### [STATED TASK 1]
In the passage on the Book of Revelation, copy the text between "In that narrative, Jesus" and "non-stop praise Yahweh.", inclusive, and replace "prophetess" with "seer".
### [STATED TASK 2]
Put the lines of the point labeling dataset records into a numbered list, leaving out blank lines and omitting the pictures.

### [DOCUMENT EXCERPT]
+++

The Apocalypse of John or The Book of Revelation in The Bible is a veritable repository of the prophecies surrounding the Apocalypse and the Second Coming of Jesus and the ensuing thousand year old reign. It begins with an announcement by the one who calls himself John that Jesus would return posthumously with the clouds.[1] John had a vision of these events to come. In that he sees Jesus with white hair. Jesus is holding seven stars in his right hand and a double-edged sword is jutting out of his mouth.[2] The sword stuck in Jesus’ mouth does not impede his speech and he instructs John to write down the vision. The Book of Revelation is born.
In that narrative, Jesus warns heretical Christians, those who are allegedly sexually licentious, those who supposedly harbor Satan, and vows to fight against them with the sword in his mouth. He accuses a prophetess of adultery and promises to torture her and to strike her children dead. However, those who obey Jesus would be bestowed with authority to become totalitarian rulers over the non-believers. Believers would “dash the non-believers to pieces like pottery.”[3] Jesus would then save 144,000 Jewish-born Christian men who had not defiled themselves with sex.[4] Neither women nor non-Jews would be saved. The saved would be attired in the heavenly uniform of long white robes and non-stop praise Yahweh.
However, the action does not end there. Two beasts emerge from the sea and the earth.[5] Jesus and the 144,000 saved Jewish-born Christian men are teleported back to the earth presumably to witness the unfolding drama. These men wear tattoos on their foreheads proclaiming the names of Jesus and Yahweh. It is a bit puzzling that the tattoos proclaim the two names as if they refer to two individuals. After all, Jesus had earlier declared that he and Yahweh are one.[6] It seems Yahweh has rescinded his earlier injunction against taking his name because it was too holy.[7] Perhaps, it is no longer too holy. Jesus then orders his angels to spread nasty plagues and pestilences especially against idolaters.[8] Jesus turns his special attention on Babylon, calls it a prostitute, and portends a great destruction.[9] Babylon falls.[10] It is then followed by a thousand year reign of Jesus on earth. Previously dead Christians are resurrected in batches during this reign.[11]
The belief in the Apocalypse has been central to Christianity from the early days till now. The original prophesy of Jesus, that his Second Coming would happen within 30 years since he announced it, failed. However, it has not prevented Christians from believing in it and predicting when it would happen and even playing their assumed part in the grand event. Columbus was obsessed with the Second Coming of Jesus and even came up with his own calculations as to when it would occur. He believed it was imminent and interpreted the expulsion of the Jews from Spain and the fall of Muslims in Granada as portents that foretold the Second Coming. He hoped to fund the final conquest of Jerusalem and to facilitate the Second Coming with vast quantities of gold that he expected to discover in the landmass he had mistaken for India.[12]
Columbus was not alone. Other Christians made their own predictions. The former Christian pastor and now an atheist Brian Baker summarizes a list of failed predictions as to when the Second Coming would occur:[13]
- The Adventist Church founded by William Miller predicted it to happen between March 21, 1843 and March 21, 1844 then changed that to October 22nd 1844.

+++

Point labeling dataset records
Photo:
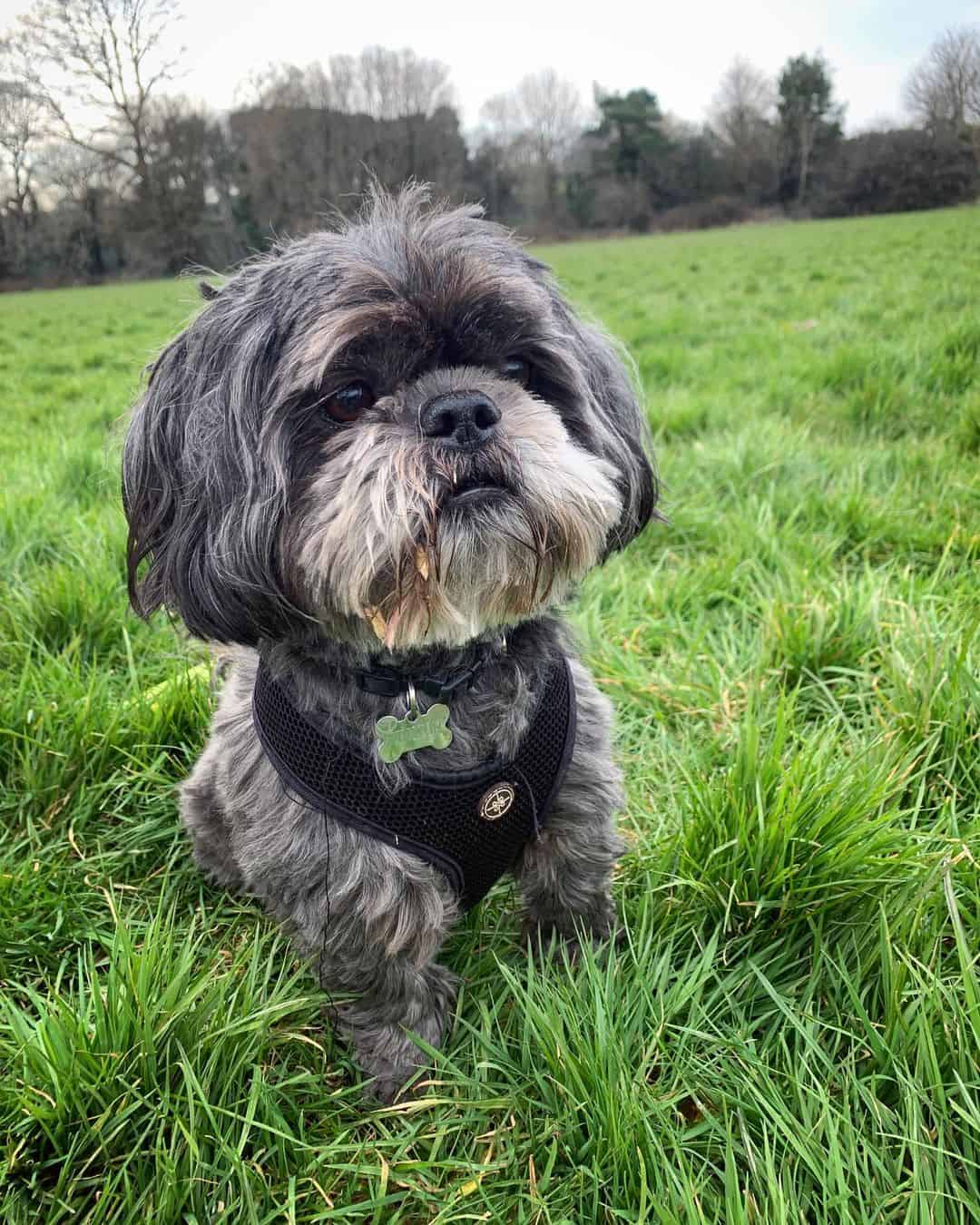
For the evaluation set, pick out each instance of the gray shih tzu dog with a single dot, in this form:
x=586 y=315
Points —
x=377 y=463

+++

### [EXPECTED ANSWER 1]
In that narrative, Jesus warns heretical Christians, those who are allegedly sexually licentious, those who supposedly harbor Satan, and vows to fight against them with the sword in his mouth. He accuses a seer of adultery and promises to torture her and to strike her children dead. However, those who obey Jesus would be bestowed with authority to become totalitarian rulers over the non-believers. Believers would “dash the non-believers to pieces like pottery.”[3] Jesus would then save 144,000 Jewish-born Christian men who had not defiled themselves with sex.[4] Neither women nor non-Jews would be saved. The saved would be attired in the heavenly uniform of long white robes and non-stop praise Yahweh.

### [EXPECTED ANSWER 2]
1. Photo:
2. For the evaluation set, pick out each instance of the gray shih tzu dog with a single dot, in this form:
3. x=586 y=315
4. Points —
5. x=377 y=463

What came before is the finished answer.